[Dataset entries]
━━━

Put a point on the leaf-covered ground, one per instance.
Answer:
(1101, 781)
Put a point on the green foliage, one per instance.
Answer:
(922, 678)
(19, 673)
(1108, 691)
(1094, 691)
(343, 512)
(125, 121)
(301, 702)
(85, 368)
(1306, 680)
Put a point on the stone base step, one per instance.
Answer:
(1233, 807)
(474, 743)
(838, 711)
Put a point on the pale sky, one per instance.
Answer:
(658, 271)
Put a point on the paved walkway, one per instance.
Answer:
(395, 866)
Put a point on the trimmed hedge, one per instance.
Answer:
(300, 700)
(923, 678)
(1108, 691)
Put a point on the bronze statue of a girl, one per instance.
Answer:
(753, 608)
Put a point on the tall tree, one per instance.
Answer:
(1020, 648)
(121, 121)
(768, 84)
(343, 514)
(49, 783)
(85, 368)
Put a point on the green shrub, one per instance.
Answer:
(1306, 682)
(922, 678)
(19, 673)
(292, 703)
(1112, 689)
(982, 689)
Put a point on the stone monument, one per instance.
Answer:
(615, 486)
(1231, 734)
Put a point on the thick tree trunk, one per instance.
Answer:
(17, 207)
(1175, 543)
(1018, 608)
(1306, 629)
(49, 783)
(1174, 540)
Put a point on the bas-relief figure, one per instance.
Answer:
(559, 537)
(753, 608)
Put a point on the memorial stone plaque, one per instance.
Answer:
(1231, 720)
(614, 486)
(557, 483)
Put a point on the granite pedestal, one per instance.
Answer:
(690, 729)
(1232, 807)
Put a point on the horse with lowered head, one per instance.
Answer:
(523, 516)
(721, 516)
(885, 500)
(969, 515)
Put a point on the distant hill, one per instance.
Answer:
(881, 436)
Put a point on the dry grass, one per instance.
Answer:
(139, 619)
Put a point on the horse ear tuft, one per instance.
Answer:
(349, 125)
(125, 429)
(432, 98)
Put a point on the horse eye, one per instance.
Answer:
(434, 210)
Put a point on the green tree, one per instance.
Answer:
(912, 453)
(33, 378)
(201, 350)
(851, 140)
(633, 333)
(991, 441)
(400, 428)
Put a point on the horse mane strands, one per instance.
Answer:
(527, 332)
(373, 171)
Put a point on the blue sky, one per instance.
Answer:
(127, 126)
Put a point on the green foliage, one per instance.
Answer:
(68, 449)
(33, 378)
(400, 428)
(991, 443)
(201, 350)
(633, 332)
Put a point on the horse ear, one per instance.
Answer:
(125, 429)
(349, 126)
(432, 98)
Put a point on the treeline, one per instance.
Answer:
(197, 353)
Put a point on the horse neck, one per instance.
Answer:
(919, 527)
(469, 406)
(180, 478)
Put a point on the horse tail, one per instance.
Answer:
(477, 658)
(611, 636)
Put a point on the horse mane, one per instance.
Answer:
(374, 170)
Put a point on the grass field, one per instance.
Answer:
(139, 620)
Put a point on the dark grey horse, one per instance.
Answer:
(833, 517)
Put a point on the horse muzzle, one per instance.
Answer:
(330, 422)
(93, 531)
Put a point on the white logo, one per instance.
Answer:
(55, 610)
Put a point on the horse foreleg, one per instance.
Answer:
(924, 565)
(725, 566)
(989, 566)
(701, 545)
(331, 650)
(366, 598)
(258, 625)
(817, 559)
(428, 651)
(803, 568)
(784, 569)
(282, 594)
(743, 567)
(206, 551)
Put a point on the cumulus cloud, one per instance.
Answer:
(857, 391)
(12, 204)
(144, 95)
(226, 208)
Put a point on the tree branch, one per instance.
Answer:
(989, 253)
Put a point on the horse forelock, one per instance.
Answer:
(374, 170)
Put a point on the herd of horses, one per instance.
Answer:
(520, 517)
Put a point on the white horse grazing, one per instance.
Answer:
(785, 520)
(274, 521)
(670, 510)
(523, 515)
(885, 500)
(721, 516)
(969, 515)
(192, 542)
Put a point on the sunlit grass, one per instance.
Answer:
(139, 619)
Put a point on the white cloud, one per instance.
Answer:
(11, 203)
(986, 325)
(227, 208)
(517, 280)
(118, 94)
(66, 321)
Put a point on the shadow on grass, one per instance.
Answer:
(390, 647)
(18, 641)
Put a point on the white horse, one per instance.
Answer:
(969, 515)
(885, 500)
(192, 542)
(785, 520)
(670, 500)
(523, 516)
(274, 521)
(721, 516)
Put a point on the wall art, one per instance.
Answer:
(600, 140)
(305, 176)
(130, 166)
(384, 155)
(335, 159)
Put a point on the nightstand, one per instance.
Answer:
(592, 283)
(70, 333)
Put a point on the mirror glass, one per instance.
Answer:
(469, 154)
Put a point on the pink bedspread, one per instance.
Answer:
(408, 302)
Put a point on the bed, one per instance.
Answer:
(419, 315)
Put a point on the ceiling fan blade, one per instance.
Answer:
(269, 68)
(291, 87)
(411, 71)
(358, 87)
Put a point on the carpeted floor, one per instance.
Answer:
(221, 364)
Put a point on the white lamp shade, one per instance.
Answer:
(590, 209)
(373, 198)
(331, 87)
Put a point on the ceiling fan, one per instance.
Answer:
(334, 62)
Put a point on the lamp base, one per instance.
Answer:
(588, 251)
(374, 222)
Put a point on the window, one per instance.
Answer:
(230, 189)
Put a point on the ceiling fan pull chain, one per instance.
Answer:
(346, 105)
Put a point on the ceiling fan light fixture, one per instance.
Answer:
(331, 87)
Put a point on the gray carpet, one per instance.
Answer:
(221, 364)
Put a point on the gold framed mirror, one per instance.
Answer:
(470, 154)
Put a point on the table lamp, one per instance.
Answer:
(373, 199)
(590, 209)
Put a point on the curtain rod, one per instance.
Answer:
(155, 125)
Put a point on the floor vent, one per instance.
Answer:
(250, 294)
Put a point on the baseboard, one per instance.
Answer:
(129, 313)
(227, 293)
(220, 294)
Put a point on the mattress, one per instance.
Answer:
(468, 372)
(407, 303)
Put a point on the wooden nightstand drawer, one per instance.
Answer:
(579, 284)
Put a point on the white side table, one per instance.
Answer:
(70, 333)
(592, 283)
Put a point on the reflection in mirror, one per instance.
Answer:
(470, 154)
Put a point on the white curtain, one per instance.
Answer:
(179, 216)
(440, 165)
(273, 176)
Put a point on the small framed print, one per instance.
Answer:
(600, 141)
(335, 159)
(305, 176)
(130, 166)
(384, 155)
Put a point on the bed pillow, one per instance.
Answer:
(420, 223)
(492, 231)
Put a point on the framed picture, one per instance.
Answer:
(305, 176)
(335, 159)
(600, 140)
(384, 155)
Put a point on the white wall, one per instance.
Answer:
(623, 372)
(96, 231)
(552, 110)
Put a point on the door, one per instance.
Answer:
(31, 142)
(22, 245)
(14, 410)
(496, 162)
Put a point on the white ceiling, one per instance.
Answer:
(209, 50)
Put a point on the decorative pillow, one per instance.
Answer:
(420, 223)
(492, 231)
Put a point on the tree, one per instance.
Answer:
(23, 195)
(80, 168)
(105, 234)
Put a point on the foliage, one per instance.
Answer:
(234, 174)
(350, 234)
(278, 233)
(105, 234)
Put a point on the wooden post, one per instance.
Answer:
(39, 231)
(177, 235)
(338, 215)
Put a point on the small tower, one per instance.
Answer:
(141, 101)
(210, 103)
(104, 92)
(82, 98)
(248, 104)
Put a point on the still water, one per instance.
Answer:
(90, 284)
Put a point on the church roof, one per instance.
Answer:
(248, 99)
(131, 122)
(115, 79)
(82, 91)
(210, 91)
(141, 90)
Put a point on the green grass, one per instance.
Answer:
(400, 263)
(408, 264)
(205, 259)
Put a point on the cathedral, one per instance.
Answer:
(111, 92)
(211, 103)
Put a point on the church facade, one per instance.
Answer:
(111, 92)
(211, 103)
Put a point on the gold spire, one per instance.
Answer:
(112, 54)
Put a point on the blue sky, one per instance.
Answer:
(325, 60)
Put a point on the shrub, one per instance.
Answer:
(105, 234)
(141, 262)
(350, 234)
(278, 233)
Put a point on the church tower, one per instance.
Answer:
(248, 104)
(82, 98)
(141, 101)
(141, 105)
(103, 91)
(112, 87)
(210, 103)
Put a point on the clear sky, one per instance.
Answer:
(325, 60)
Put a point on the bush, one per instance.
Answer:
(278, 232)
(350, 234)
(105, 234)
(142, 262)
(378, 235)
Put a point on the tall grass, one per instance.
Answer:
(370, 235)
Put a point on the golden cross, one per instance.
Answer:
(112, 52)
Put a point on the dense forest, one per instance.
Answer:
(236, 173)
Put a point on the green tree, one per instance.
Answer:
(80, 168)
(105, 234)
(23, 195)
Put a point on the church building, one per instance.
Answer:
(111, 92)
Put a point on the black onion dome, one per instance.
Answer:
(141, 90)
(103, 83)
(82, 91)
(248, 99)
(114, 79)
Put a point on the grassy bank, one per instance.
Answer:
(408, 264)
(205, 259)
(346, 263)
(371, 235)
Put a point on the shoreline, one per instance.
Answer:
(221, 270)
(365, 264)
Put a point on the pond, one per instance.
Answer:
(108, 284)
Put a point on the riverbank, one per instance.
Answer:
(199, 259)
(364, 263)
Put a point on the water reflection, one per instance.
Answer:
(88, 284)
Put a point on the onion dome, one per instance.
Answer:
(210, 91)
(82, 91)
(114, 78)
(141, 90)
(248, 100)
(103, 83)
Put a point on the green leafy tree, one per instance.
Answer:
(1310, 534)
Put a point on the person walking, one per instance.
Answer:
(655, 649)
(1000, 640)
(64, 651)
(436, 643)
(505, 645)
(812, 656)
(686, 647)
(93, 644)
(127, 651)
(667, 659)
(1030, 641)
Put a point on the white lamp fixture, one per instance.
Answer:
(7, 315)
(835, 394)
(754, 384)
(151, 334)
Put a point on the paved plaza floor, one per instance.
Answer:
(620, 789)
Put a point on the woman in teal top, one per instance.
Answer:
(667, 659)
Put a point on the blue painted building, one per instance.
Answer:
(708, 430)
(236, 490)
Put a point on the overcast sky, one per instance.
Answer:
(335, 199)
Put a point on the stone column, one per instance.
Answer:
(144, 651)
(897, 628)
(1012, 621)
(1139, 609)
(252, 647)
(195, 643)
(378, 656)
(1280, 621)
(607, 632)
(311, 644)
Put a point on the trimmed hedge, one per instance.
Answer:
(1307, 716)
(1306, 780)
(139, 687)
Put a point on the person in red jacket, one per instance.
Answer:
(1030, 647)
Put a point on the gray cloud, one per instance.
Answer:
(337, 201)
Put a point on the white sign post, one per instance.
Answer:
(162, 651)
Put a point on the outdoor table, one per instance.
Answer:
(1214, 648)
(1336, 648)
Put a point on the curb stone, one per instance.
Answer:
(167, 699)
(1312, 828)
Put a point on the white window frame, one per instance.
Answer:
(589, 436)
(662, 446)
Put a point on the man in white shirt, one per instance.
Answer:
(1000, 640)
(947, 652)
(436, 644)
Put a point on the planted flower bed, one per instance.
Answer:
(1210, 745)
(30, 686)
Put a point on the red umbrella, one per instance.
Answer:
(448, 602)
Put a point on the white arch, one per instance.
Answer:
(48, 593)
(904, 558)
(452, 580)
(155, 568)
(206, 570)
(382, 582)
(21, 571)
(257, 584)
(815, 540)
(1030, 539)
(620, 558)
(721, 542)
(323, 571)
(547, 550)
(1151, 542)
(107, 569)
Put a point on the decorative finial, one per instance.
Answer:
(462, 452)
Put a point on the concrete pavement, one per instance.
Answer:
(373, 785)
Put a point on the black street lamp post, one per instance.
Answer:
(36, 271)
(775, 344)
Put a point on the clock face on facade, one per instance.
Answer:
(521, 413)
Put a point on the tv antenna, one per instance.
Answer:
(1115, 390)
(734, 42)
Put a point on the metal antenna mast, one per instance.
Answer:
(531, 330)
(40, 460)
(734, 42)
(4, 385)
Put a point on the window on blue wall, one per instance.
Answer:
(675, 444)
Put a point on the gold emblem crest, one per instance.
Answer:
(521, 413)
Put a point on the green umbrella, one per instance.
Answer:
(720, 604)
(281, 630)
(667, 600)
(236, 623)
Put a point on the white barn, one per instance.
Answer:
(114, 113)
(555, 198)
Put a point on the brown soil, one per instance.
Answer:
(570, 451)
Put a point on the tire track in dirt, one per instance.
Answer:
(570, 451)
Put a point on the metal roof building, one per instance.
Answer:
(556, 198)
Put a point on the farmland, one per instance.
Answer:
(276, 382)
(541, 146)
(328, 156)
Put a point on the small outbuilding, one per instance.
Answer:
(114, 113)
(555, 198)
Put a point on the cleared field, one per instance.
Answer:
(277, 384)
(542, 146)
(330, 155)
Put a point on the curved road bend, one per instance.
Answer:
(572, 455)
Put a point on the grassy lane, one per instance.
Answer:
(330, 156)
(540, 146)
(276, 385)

━━━

WHAT IS BEING ASKED ▸ In the data above, find the line with "Put a point on the reflection" and the line with "Put a point on the still". Retype both, plus every line between them, exactly.

OUTPUT FOR THIS EXERCISE ▸
Put a point on the reflection in mirror, one per instance.
Answer:
(470, 154)
Put a point on the white curtain, one per instance.
Answer:
(179, 216)
(440, 165)
(273, 176)
Put a point on the small framed print, one per instance.
Answer:
(600, 141)
(335, 159)
(305, 176)
(130, 166)
(384, 155)
Put a point on the bed pillow, one per instance.
Answer:
(420, 223)
(492, 231)
Put a point on the framed picture, one per instance.
Answer:
(305, 176)
(335, 159)
(600, 140)
(384, 155)
Put a point on the white wall, one per instance.
Answer:
(623, 372)
(96, 231)
(552, 110)
Put a point on the door, one per instance.
Answer:
(31, 142)
(22, 245)
(14, 410)
(496, 162)
Put a point on the white ceiling, one per instance.
Answer:
(209, 50)
Put a point on the decorative pillow, one per instance.
Answer:
(420, 223)
(492, 231)
Put a point on the tree, one per instance.
Answer:
(23, 195)
(80, 168)
(105, 234)
Put a point on the foliage, one per instance.
Answer:
(234, 174)
(350, 234)
(278, 233)
(105, 234)
Put a point on the wooden post, one per instance.
Answer:
(39, 231)
(177, 235)
(338, 215)
Put a point on the small tower, one per instance.
Answer:
(141, 101)
(210, 103)
(104, 92)
(82, 98)
(248, 104)
Put a point on the still water, one per instance.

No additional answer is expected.